START Material for this task
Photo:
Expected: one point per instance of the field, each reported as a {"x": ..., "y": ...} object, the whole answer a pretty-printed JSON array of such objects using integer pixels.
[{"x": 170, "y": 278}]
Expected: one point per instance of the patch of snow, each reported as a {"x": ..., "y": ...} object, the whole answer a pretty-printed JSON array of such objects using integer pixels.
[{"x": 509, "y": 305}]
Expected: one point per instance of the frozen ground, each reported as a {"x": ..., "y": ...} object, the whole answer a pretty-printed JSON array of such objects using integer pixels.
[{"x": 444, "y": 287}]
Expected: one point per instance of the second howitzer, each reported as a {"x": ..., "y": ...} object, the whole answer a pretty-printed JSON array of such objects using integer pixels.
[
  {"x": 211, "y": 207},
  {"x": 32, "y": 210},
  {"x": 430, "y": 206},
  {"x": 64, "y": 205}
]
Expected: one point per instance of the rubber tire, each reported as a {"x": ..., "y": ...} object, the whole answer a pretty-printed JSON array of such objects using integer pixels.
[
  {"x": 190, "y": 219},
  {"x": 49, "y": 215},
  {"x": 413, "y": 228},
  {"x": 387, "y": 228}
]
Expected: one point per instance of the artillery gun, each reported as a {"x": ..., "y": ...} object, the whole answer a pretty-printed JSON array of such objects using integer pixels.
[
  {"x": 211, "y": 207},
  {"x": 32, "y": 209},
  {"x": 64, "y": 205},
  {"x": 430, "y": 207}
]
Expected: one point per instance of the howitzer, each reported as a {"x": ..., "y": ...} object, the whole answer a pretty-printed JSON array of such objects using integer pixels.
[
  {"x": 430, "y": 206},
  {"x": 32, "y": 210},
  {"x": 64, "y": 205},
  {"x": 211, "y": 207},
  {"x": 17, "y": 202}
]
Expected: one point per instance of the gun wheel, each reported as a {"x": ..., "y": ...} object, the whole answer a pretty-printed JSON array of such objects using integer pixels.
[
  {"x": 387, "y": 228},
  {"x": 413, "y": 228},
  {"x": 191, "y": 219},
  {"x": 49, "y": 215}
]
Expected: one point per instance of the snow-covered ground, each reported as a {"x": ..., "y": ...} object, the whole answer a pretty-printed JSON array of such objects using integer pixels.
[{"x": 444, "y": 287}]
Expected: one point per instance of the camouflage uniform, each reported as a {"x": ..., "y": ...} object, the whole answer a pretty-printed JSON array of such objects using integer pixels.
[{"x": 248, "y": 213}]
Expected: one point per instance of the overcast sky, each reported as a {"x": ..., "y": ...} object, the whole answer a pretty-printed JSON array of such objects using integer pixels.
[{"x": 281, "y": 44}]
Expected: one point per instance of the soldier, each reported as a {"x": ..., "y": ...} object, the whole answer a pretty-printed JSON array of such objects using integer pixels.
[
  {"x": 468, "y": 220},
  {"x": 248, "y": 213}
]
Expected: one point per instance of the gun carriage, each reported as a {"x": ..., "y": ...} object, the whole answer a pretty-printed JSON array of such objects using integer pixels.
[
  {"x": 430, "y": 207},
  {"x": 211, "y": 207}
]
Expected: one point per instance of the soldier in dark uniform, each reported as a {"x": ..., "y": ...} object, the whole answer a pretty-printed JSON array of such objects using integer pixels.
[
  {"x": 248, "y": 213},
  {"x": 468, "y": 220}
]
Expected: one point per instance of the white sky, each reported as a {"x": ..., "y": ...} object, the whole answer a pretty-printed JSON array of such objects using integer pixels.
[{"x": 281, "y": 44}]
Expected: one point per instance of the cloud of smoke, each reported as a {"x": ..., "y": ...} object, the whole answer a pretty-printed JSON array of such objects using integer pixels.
END Material for this task
Print every line of the listing exactly.

Photo:
Expected: one point per instance of the field, each reported as a {"x": ..., "y": ...} object, the whole answer a pretty-printed JSON array of such objects using integer pixels.
[{"x": 170, "y": 278}]
Expected: one point per instance of the patch of snow, each reported as a {"x": ..., "y": ...} object, the whole answer a pretty-printed JSON array of such objects using integer pixels.
[{"x": 509, "y": 305}]
Expected: one point per instance of the frozen ground, each reported as a {"x": ..., "y": ...} object, the whole answer a pretty-printed JSON array of such objects using integer pixels.
[{"x": 444, "y": 287}]
Expected: one point per instance of the second howitzer, each reported as a {"x": ..., "y": ...} object, the whole answer a pretty-printed JSON array of such objects using integer pixels.
[
  {"x": 211, "y": 207},
  {"x": 32, "y": 210},
  {"x": 430, "y": 206},
  {"x": 64, "y": 205}
]
Expected: one point per instance of the rubber tire, each reported as a {"x": ..., "y": ...} object, the whole answer a pretty-printed JSON array of such objects using integer pixels.
[
  {"x": 190, "y": 219},
  {"x": 49, "y": 215},
  {"x": 413, "y": 228},
  {"x": 387, "y": 228}
]
Expected: one point per instance of the artillery gun, each reported as a {"x": ..., "y": ...} object, the whole answer a pretty-printed JSON array of such objects using integer pixels.
[
  {"x": 211, "y": 207},
  {"x": 32, "y": 209},
  {"x": 64, "y": 205},
  {"x": 430, "y": 207}
]
Expected: one point per instance of the howitzer, each reported as a {"x": ..., "y": ...} object, the whole answer a pretty-printed JSON array of such objects using integer pixels.
[
  {"x": 430, "y": 206},
  {"x": 32, "y": 210},
  {"x": 64, "y": 205},
  {"x": 211, "y": 207},
  {"x": 17, "y": 202}
]
Expected: one point per instance of the gun wheel, each reported as a {"x": ..., "y": ...} object, the whole answer a pretty-printed JSON array of such objects using integer pixels.
[
  {"x": 387, "y": 228},
  {"x": 413, "y": 228},
  {"x": 191, "y": 219},
  {"x": 49, "y": 215}
]
Expected: one point per instance of the snow-covered ground, each reported as a {"x": ..., "y": ...} object, the whole answer a pretty-printed JSON array of such objects using integer pixels.
[{"x": 444, "y": 287}]
Expected: one point per instance of the camouflage uniform, each reported as a {"x": ..., "y": ...} object, the whole answer a pretty-printed JSON array of such objects using integer pixels.
[{"x": 248, "y": 213}]
Expected: one point per instance of the overcast sky, each reported as a {"x": ..., "y": ...} object, the whole answer a pretty-printed JSON array of such objects using integer pixels.
[{"x": 281, "y": 44}]
Expected: one point per instance of the soldier, each reported as a {"x": ..., "y": ...} object, the whole answer a pretty-printed JSON array of such objects using integer pixels.
[
  {"x": 468, "y": 220},
  {"x": 248, "y": 213}
]
Expected: one point per instance of the gun carriage, each reported as a {"x": ..., "y": ...} object, the whole answer a pretty-printed JSON array of such objects using integer pixels.
[
  {"x": 430, "y": 207},
  {"x": 211, "y": 207}
]
Expected: one point per instance of the soldier in dark uniform, each reported as a {"x": ..., "y": ...} object, the whole answer a pretty-printed JSON array of such objects using integer pixels.
[
  {"x": 248, "y": 213},
  {"x": 468, "y": 220}
]
Expected: one point per instance of the white sky, each reported as a {"x": ..., "y": ...} object, the whole answer a pretty-printed JSON array of such objects using integer pixels.
[{"x": 281, "y": 44}]
Expected: one point per instance of the cloud of smoke, each reported as a {"x": ..., "y": ...} object, the whole answer a pretty-printed JSON array of such objects using integer pixels.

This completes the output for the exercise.